| PROBLEM STATEMENT |
Scan the lines below for the string "blue" and report how many lines contain it, giving only the number.

| INPUT MATERIAL |

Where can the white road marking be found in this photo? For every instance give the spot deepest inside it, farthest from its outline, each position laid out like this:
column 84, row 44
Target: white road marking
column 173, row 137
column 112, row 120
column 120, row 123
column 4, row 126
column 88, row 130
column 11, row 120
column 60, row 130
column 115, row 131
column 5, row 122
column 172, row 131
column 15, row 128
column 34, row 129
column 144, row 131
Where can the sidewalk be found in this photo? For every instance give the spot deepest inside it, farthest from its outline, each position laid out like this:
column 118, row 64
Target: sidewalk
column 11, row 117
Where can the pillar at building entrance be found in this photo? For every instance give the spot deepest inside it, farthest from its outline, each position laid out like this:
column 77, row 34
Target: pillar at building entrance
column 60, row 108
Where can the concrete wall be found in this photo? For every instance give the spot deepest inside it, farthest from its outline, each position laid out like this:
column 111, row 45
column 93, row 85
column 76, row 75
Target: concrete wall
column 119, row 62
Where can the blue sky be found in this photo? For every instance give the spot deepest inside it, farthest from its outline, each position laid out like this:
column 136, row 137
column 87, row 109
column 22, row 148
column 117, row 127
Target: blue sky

| RESULT FOR THIS TASK |
2